● **Description of the task**: Copy out the material below with "boat dock" swapped for "pier", leaving every other part the same.
## Begin
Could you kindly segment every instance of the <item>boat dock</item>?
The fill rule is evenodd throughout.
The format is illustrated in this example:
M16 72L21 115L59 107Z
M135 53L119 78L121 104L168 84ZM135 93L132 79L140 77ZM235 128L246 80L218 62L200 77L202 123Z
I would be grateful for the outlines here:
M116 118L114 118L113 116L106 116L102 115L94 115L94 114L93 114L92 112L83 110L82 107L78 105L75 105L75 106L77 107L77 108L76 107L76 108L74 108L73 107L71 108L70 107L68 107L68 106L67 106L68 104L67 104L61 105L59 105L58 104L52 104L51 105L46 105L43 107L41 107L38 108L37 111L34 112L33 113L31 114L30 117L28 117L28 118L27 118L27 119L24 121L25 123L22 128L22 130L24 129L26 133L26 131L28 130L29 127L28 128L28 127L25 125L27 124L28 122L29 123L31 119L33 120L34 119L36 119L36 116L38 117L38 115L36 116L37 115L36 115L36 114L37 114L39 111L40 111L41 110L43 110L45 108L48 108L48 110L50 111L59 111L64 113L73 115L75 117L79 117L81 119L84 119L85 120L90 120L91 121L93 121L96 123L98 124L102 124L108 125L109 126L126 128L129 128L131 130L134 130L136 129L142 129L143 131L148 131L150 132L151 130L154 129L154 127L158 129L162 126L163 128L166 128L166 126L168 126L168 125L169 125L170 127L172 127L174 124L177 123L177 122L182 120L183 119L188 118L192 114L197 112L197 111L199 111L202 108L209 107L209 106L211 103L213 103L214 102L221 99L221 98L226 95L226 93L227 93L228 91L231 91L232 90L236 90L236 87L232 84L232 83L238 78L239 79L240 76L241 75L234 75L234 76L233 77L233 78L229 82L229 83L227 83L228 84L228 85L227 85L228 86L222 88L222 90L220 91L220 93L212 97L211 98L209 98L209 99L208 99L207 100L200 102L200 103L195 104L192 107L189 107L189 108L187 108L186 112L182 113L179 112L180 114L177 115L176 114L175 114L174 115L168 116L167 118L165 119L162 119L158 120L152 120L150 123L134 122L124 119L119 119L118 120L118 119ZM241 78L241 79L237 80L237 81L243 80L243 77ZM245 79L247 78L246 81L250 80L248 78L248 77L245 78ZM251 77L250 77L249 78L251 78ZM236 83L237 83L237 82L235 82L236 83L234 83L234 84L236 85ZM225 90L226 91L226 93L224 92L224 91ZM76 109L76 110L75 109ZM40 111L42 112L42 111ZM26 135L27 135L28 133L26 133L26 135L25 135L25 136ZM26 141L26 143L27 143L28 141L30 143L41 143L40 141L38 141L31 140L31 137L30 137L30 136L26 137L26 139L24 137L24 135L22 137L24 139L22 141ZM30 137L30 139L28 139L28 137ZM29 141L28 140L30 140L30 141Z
## End
● **Answer for this exercise**:
Could you kindly segment every instance of the <item>pier</item>?
The fill rule is evenodd throughout.
The format is illustrated in this example:
M16 72L21 115L59 107Z
M135 53L119 78L121 104L168 84ZM135 93L132 79L140 77ZM235 128L246 80L218 62L200 77L202 123Z
I would be grateful for the outlines here:
M116 118L114 118L113 116L106 116L102 115L94 115L94 114L93 114L92 112L83 110L82 107L78 105L75 105L75 106L77 107L77 108L76 107L76 108L74 108L73 107L71 108L70 107L68 107L68 106L67 106L68 104L67 104L61 105L59 105L58 104L52 104L51 105L46 105L43 107L41 107L38 108L37 111L34 112L33 113L31 114L30 117L28 117L28 118L27 118L27 119L24 121L25 123L22 128L22 130L24 129L26 133L26 131L28 130L29 127L28 128L28 127L25 125L27 124L28 122L29 123L31 119L33 120L34 119L36 119L36 116L38 117L38 115L36 116L37 115L36 115L36 114L37 114L39 111L40 111L41 110L43 110L45 108L48 108L48 110L50 111L59 111L64 113L73 115L75 117L79 117L81 119L84 119L85 120L90 120L91 121L93 121L96 123L98 124L102 124L108 125L109 126L126 128L129 128L131 130L134 130L136 129L142 129L143 131L148 131L150 132L151 130L154 129L154 127L158 129L162 126L163 128L166 128L166 126L168 126L168 125L169 125L170 127L172 127L174 124L177 123L177 122L182 120L183 119L188 118L192 114L197 112L197 111L199 111L202 108L209 107L209 106L211 103L213 103L214 102L221 99L221 98L226 95L226 93L227 93L228 91L231 91L232 90L236 90L236 87L232 84L232 83L238 78L239 79L240 76L241 75L234 75L234 76L233 77L233 78L229 82L229 83L227 83L228 84L228 85L227 85L228 86L222 88L222 90L220 91L220 93L212 97L211 98L209 98L209 99L208 99L207 100L200 102L200 103L195 104L192 107L189 107L189 108L187 108L186 112L182 113L179 112L180 114L177 115L176 114L175 114L174 115L168 116L167 118L165 119L162 119L158 120L152 120L150 123L134 122L124 119L119 119L118 120L118 119ZM241 78L241 79L237 80L237 81L243 80L243 77ZM245 79L247 78L246 81L250 80L248 78L248 77L245 78ZM251 77L250 77L249 78L251 78ZM236 83L237 83L237 82L235 82L236 83L234 83L234 84L236 85ZM225 90L226 91L226 93L224 92L224 91ZM76 109L76 110L75 109ZM40 111L42 112L42 111ZM26 135L27 135L28 133L26 133L26 135L25 135L25 136ZM26 141L26 143L27 143L28 141L30 143L41 143L40 141L38 141L31 140L31 137L30 137L30 136L26 137L26 139L24 137L24 135L22 137L24 139L22 141ZM30 137L30 139L28 139L28 137ZM29 141L28 140L30 140L30 141Z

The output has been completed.